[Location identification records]
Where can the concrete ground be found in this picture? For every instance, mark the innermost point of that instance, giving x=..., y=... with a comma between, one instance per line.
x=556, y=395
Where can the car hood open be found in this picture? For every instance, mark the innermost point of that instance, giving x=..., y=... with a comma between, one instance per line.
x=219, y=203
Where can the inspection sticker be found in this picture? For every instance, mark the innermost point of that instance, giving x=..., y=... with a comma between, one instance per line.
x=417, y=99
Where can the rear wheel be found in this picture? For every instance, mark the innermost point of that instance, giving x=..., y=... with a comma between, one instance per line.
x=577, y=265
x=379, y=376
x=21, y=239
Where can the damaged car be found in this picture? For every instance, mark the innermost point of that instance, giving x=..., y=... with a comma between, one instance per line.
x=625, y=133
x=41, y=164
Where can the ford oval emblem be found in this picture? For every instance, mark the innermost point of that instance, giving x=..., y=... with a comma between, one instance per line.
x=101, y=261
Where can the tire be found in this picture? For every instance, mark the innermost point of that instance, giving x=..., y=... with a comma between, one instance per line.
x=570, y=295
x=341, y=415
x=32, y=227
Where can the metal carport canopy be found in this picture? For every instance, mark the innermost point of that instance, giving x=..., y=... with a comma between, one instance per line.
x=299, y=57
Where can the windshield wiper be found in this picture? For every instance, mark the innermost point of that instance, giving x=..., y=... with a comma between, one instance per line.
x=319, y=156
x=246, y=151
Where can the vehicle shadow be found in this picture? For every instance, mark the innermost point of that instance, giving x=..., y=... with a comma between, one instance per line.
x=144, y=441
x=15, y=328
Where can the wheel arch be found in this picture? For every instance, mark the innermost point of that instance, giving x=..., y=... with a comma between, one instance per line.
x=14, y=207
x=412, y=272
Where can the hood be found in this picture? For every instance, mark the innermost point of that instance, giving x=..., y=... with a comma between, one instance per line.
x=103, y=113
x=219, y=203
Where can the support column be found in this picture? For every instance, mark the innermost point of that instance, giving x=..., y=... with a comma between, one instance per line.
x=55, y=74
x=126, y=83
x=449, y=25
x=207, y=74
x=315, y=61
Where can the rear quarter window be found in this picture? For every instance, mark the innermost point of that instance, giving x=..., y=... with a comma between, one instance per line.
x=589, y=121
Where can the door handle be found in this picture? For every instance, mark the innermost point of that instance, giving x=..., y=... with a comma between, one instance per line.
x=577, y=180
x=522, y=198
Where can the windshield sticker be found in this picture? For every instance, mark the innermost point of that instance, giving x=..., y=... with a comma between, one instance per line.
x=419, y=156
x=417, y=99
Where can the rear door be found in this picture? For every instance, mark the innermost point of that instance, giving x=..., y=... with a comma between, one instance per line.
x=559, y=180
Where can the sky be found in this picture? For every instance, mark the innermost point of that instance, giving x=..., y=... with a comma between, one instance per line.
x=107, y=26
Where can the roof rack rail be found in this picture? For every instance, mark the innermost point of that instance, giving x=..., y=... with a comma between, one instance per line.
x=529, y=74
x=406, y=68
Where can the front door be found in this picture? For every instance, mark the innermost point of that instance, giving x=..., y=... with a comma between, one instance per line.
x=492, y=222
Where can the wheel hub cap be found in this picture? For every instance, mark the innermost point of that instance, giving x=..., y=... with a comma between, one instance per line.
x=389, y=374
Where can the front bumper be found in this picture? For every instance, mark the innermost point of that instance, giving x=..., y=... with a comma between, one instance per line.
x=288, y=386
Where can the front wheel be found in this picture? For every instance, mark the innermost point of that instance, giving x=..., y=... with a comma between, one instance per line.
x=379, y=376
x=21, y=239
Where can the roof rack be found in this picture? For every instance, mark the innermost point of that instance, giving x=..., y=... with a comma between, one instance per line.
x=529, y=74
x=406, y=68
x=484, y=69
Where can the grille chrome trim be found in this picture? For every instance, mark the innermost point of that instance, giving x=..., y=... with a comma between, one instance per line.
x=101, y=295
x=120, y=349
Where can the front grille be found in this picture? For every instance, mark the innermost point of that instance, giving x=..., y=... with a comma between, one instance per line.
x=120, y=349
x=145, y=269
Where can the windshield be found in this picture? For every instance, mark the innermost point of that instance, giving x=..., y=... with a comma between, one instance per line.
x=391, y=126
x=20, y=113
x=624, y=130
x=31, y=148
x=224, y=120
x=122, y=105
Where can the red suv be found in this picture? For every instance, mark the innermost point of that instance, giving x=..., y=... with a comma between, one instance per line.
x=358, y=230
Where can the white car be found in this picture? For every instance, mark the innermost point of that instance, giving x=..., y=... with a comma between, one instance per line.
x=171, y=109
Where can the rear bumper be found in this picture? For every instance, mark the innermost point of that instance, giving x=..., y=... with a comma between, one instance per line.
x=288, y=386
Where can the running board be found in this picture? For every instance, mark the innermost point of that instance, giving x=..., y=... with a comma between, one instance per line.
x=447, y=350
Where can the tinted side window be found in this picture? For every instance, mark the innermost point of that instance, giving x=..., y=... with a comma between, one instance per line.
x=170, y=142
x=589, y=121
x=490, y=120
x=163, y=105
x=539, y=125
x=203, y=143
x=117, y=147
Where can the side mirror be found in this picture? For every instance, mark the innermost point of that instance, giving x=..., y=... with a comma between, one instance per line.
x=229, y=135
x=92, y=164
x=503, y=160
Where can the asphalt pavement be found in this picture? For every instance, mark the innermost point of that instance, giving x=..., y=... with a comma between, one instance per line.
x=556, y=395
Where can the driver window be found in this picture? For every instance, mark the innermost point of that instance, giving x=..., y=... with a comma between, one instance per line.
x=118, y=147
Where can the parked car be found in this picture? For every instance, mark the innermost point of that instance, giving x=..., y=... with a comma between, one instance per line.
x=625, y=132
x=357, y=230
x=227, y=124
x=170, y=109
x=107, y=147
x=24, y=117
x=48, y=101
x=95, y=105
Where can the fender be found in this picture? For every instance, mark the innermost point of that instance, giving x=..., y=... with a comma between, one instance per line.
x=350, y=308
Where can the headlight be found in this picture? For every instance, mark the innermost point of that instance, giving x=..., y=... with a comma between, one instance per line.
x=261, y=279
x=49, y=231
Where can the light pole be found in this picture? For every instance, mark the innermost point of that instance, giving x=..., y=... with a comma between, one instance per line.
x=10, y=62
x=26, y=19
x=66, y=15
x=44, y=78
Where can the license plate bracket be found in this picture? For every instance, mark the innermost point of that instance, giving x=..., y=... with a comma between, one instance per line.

WHAT THIS TASK INVOLVES: Reproduce every one of the records above word for word, keeping each line as it stands.

ANSWER IN FULL:
Where can the concrete ground be found in this picture? For every instance, mark the innermost point of that instance, giving x=..., y=... with a comma between, one instance per line.
x=556, y=395
Where can the car hood open be found in this picture? For every instance, mark the innermost point of that instance, giving x=..., y=... with a comma between, one instance per line.
x=219, y=203
Where can the inspection sticker be found in this picture? For every instance, mark the innermost point of that instance, giving x=..., y=... with a comma between, one instance per line.
x=417, y=99
Where can the rear wheel be found in this picture? For every instance, mark the innermost point of that instance, giving x=..., y=... with a comma between, one instance per line.
x=577, y=265
x=379, y=376
x=21, y=239
Where can the damaged car be found in this picture? For every instance, mark the innermost point of that instance, giving x=..., y=... with a comma between, one instance per line.
x=625, y=133
x=41, y=164
Where can the ford oval emblem be found in this picture? For every instance, mark the innermost point of that instance, giving x=..., y=... with a comma between, one instance per line.
x=101, y=261
Where can the tire be found in this picture? For every instance, mark the innermost point of that instance, giving x=..., y=... with a comma between, one instance per line.
x=570, y=295
x=341, y=415
x=32, y=227
Where can the metal carport canopy be found in this picture? For every instance, mark the innermost point of that instance, giving x=..., y=... with a comma between, one instance per line.
x=299, y=57
Where can the windshield wiper be found in this picture? For every instance, mark the innermost point of that instance, giving x=..., y=... with a comma between, one instance per line.
x=319, y=156
x=246, y=151
Where can the vehicle shadow be found in this picture? For every instance, mark the innermost point of that instance, giving x=..., y=... with a comma between, one instance per line.
x=144, y=441
x=15, y=328
Where can the wheel arch be found in this picture? For every instance, mark the innermost point of that instance, giving x=..., y=... with a comma between, one instance per line.
x=14, y=207
x=412, y=272
Where can the hood be found in this picture? For every instance, mark the innermost point of that instance, giving x=..., y=... with a comma between, one instance per line.
x=103, y=113
x=219, y=203
Where can the support column be found in this picture? For every instance, mark the innermost point of that instance, giving x=..., y=... with a comma between, one instance per line.
x=55, y=74
x=126, y=83
x=449, y=25
x=207, y=74
x=315, y=61
Where can the rear quarter window be found in this picture? For every instance, mark the innermost point of that instance, giving x=..., y=... with a comma between, one instance per line.
x=589, y=121
Where can the door handle be found in this picture? For every instance, mark the innermost point of that instance, giving x=..., y=... with a comma between, one instance per line.
x=577, y=180
x=522, y=198
Where can the windshield sticker be found in this picture? For every instance, mark the innermost point of that instance, giving x=..., y=... with a comma between, one instance per line.
x=419, y=156
x=417, y=99
Where can the rear door be found in this picture? For every instance, mark the innermost point of that instance, giving x=..., y=... with a comma between, one instance per line.
x=559, y=180
Where can the sky be found in this picture? For every instance, mark the innermost point of that instance, giving x=..., y=... with a comma between, one instance per line.
x=107, y=26
Where can the roof rack rail be found in this picture? For every instance, mark the innermost point of that instance, giving x=..., y=... with a comma between, one instance per line.
x=529, y=74
x=406, y=68
Where can the front door be found in this picture? For every instance, mark the innermost point of that instance, giving x=..., y=... with a comma between, one instance per line.
x=492, y=222
Where can the wheel hub cap be found in this picture? For every instance, mark the innermost point of that instance, giving x=..., y=... with a comma between, one instance per line.
x=389, y=374
Where can the front bumper be found in this picture? For every instance, mark the innermost point of that instance, giving x=..., y=... with a comma between, one instance per line.
x=288, y=386
Where can the front wheel be found in this picture? For every instance, mark the innermost point of that instance, giving x=..., y=... with a comma between, one instance per line.
x=379, y=376
x=21, y=239
Where can the roof rack be found in this picture? For every instance, mark the innermost point of that instance, giving x=..., y=... with a comma between, one instance per line.
x=529, y=74
x=406, y=68
x=484, y=69
Where can the grille chrome trim be found in this picture? For every instance, mark the innermost point of that instance, giving x=..., y=... with a comma between, one instance per line.
x=101, y=295
x=120, y=349
Where can the front grille be found in this picture? For every instance, mark the innermost point of that instance, giving x=..., y=... with a comma between, one instance per line.
x=120, y=349
x=145, y=269
Where can the windshield be found in this picture? For every instance, mark the innermost point of that instance, giving x=..., y=... with a comma between, one instance per line.
x=391, y=126
x=20, y=113
x=624, y=130
x=31, y=148
x=224, y=120
x=122, y=105
Where can the red suv be found in this picture? For every instance, mark the innermost point of that instance, giving x=..., y=... with a comma between, one instance per line.
x=358, y=230
Where can the white car be found in this picture? For every instance, mark the innermost point of that instance, giving x=..., y=... with a comma between, one instance per line.
x=171, y=109
Where can the rear bumper be found in this picture? For every instance, mark the innermost point of that instance, giving x=..., y=... with a comma between, one instance per line.
x=288, y=386
Where can the running board be found in this picture? For every instance, mark the innermost point of that instance, giving x=..., y=... with a comma between, one instance per line.
x=447, y=350
Where can the tinted side window be found in this picture? For every instance, mark the innermost point of that instance, giving x=..., y=... with a comma between, one instance per line.
x=170, y=142
x=589, y=121
x=490, y=120
x=163, y=105
x=539, y=125
x=203, y=143
x=117, y=147
Where can the side mirror be found in this picture? For every instance, mark the innermost point of that instance, giving x=..., y=... with a comma between, one instance per line.
x=229, y=135
x=92, y=164
x=503, y=160
Where can the asphalt pavement be found in this picture? For every instance, mark the innermost point of that instance, giving x=..., y=... with a comma between, one instance per line.
x=556, y=395
Where can the driver window be found in this picture? For every instance, mark the innermost point of that instance, giving x=..., y=... with a comma between, one instance per line.
x=118, y=147
Where can the parked car be found in this picture? For every instance, mark the innermost point of that instance, giving x=..., y=... with a comma between, one instance per line.
x=625, y=132
x=357, y=230
x=227, y=124
x=170, y=109
x=107, y=147
x=24, y=117
x=48, y=101
x=95, y=105
Where can the fender be found in this picture? For every instance, mark the innermost point of that instance, giving x=..., y=... with a comma between, one instance per line.
x=350, y=308
Where can the headlight be found in this picture? For every instance, mark the innermost point of that instance, giving x=..., y=... with a comma between, one instance per line.
x=261, y=279
x=49, y=231
Where can the light pole be found in this picture? For every instance, mark the innermost point of that instance, giving x=..., y=... with a comma between, one instance per line.
x=10, y=62
x=26, y=19
x=66, y=15
x=44, y=78
Where can the license plate bracket be found in this picture? For every instance, mark the innermost point of that instance, giving x=..., y=... with a comma between, one instance per line.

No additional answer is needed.